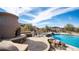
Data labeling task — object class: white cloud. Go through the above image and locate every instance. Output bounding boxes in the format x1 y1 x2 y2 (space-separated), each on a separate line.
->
32 7 78 25
32 7 60 25
2 7 32 16
19 19 32 23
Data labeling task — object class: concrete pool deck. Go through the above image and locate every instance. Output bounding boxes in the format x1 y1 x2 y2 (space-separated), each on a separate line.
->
24 37 50 51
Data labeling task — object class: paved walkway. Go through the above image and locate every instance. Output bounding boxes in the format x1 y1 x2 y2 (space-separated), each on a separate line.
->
24 37 50 51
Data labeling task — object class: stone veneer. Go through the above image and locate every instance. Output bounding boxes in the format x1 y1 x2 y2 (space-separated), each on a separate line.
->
0 12 20 39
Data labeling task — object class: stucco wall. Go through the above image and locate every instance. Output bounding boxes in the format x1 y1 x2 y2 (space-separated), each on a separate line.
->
0 12 20 39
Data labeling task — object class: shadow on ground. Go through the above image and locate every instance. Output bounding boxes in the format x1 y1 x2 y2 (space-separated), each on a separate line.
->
24 39 48 51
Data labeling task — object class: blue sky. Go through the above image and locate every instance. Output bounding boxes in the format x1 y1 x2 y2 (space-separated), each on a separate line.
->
0 7 79 28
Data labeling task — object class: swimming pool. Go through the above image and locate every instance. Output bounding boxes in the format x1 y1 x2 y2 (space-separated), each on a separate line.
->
52 34 79 48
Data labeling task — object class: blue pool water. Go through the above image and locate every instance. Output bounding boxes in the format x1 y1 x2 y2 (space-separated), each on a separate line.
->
52 34 79 48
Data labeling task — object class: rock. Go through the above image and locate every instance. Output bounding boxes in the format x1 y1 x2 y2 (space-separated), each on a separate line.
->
0 41 19 51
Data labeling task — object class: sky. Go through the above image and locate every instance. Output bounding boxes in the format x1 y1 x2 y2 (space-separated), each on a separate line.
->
0 7 79 28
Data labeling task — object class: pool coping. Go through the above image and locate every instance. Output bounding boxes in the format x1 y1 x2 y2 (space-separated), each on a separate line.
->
51 34 79 51
66 44 79 51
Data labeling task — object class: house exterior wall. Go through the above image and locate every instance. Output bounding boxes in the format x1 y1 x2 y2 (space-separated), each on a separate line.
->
0 12 20 39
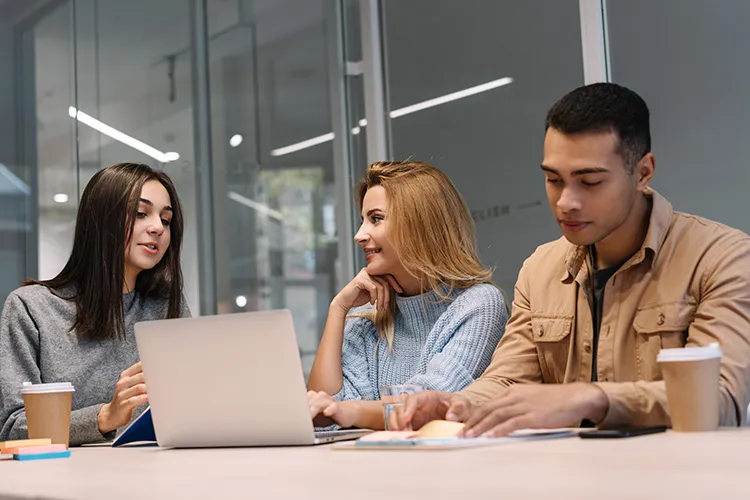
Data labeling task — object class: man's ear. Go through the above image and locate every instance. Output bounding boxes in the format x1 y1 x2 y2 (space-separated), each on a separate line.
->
636 152 655 191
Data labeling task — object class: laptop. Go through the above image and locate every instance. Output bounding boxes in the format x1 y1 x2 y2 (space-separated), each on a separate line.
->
132 309 370 447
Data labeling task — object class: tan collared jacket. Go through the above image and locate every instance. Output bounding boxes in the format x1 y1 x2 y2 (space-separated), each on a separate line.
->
463 189 750 427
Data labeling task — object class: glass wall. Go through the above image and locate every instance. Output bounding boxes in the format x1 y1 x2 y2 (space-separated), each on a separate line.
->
381 0 584 293
607 0 750 234
7 0 749 371
22 0 200 298
206 0 350 372
3 0 358 377
0 0 590 367
73 0 200 310
29 1 77 282
0 0 64 305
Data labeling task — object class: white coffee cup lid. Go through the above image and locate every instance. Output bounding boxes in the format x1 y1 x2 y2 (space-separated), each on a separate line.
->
21 382 75 394
657 343 722 362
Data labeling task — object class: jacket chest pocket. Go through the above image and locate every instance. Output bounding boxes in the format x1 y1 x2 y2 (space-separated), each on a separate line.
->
633 302 694 380
531 316 573 383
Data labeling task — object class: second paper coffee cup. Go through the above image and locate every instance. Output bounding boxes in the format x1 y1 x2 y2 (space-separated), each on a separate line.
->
657 344 721 432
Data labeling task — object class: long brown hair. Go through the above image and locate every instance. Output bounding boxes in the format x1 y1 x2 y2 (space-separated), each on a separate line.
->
356 161 494 347
25 163 184 341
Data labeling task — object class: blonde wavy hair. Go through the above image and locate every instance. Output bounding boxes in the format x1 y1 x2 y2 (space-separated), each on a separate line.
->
355 161 495 349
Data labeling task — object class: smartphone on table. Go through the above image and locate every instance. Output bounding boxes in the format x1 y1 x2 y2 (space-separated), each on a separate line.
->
579 426 667 439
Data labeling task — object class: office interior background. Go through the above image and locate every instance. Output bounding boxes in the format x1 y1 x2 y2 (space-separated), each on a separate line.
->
0 0 746 375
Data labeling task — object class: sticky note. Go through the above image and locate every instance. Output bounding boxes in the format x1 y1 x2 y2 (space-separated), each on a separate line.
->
6 444 67 455
415 420 465 439
0 438 52 452
358 421 466 444
360 431 415 442
13 450 71 461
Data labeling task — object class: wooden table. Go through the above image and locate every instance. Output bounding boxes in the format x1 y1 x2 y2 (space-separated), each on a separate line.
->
0 429 748 499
----------
Instructions to follow: The entries above are to be copied exactly, with every picture left out.

Written solution:
Data labeling task — object class: white cloud. Go through the above image and locate every instance. Output bounding boxes in the format x1 y1 x2 y2 (space-separated), each on a separate line.
->
32 7 78 25
32 7 60 25
2 7 32 16
19 19 32 23
Data labeling task — object class: concrete pool deck. Go through the above image and locate every instance. Output bounding boxes in the format x1 y1 x2 y2 (space-separated), each on a separate line.
->
24 37 50 51
Data labeling task — object class: paved walkway. Go through the above image and locate every instance. Output bounding boxes in the format x1 y1 x2 y2 (space-separated), each on a separate line.
->
24 37 50 51
Data labeling task — object class: stone veneer. Go through the above image and locate every instance. Output bounding boxes in the format x1 y1 x2 y2 (space-separated), each on a separate line.
->
0 12 20 39
Data labeling task — object class: stucco wall. Go through the above image and locate every instance. Output bounding boxes in the format x1 y1 x2 y2 (space-separated), each on a separate line.
->
0 12 20 39
Data labeling task — object class: shadow on ground. Go through the above image and locate every instance. Output bounding boxes in the format x1 y1 x2 y2 (space-separated), each on a separate line.
->
24 39 48 51
Data labeling task — object class: blue sky. Go through the above image and locate every instance. Output bounding boxes in the format x1 y1 x2 y2 (space-separated), each on a separate line.
->
0 7 79 28
Data labeling task — object class: swimming pool. Go through the above image and locate every instance. Output bounding boxes in the format x1 y1 x2 y2 (space-separated), each on a separate line.
->
52 34 79 48
Data labeling task — object class: blue pool water. Go through the above image and locate every instance. Output bounding boxes in the format x1 y1 x2 y2 (space-separated), each on a separate line.
->
52 34 79 48
Data labeling task — object class: rock. Go through the above image and locate every instance. Output bounding boxes in the format x1 y1 x2 y2 (space-separated), each on a separate line.
->
0 41 19 51
Data labeling task — object class: sky. Go through the above image and locate every instance. Output bounding boxes in the format x1 y1 x2 y2 (space-separated), each on a separate line.
->
0 7 79 28
Data labeling task — object class: pool coping. Go through the above image and locate every instance. Output bounding boxes in the format x1 y1 x2 y2 (space-separated), each on a separate line.
->
51 34 79 51
66 44 79 51
Data labeling task — object class: house exterior wall. Go through the above image and locate every instance. Output bounding boxes in the format x1 y1 x2 y2 (space-separated), each on a separate line.
->
0 12 20 39
Data labeling task — object class: man's ear. Go through the above image and locate every instance. Output bounding boxes in the format x1 y1 x2 y2 (space-separated), each on a separate line.
->
636 152 655 191
Data labeling task — object class: laptop. Go through the above image and locate every instance. Output bounding boxes in the format x1 y1 x2 y2 (space-separated), each on a separate line.
->
132 309 370 447
Data labeling task — object class: tan collared jacket. Go through the above image and locate every instance. Output bounding boxes in the format x1 y1 x2 y2 (space-separated), each on a separate line.
->
463 189 750 427
Data labeling task — object class: glass wall. Go through the above image and locate every instance. Output bounding boxes in the format x1 y1 x2 y2 (space-separated), each on a separate line.
->
381 0 584 293
607 0 750 234
7 0 749 371
22 0 200 298
206 0 350 372
3 0 358 377
0 0 590 367
73 0 200 310
29 1 77 282
0 0 64 305
Data labeling task — object class: white coffee cup lid. Go through the above image and locate every instance. Output bounding boxes in the format x1 y1 x2 y2 (space-separated), each on a separate line.
->
21 382 75 394
657 343 722 362
Data labeling task — object class: jacket chest pocket. Go through the above image and locate every instance. Output bounding boxes in the format x1 y1 x2 y2 (space-separated), each on a separate line.
->
633 302 694 380
531 316 573 383
Data labeling task — object class: second paper coffee cup. Go through the above image and locate every instance. Output bounding boxes in the format x1 y1 x2 y2 (space-separated), each on a separate line.
->
657 344 721 432
Data labeling task — object class: long brown hair. Go through the above image and locate every instance. Output bounding boxes in the format x1 y1 x2 y2 (space-separated), each on a separate line.
->
356 161 494 347
25 163 184 341
Data labeling task — object class: blonde wavy hair. Go through the above image and locate every instance. Output bounding boxes in the format x1 y1 x2 y2 (space-separated), each on a separate line.
->
355 161 495 349
Data labeling task — object class: smartphone on table. Go through the above image and locate every instance. Output bounding boxes in the format x1 y1 x2 y2 (space-separated), each on a separate line.
->
579 426 667 439
Data labeling task — object class: office interior background. Go through the above image and locate every instance. Output bounding boxes in the format x1 y1 x2 y2 (space-separated), each on a separate line.
->
0 0 746 375
Data labeling task — object class: sticky note. Go through the above image and locate every instance. Output bounding boxes in the format x1 y1 x2 y2 (space-separated), each on a separate line.
->
6 444 67 455
415 420 465 439
0 438 52 452
358 421 466 444
360 431 415 442
13 450 71 461
Data labeling task — object class: wooden table. Go through the above image and locate every instance. Output bounding boxes in the format x1 y1 x2 y2 (space-separated), each on a separate line.
->
0 429 748 499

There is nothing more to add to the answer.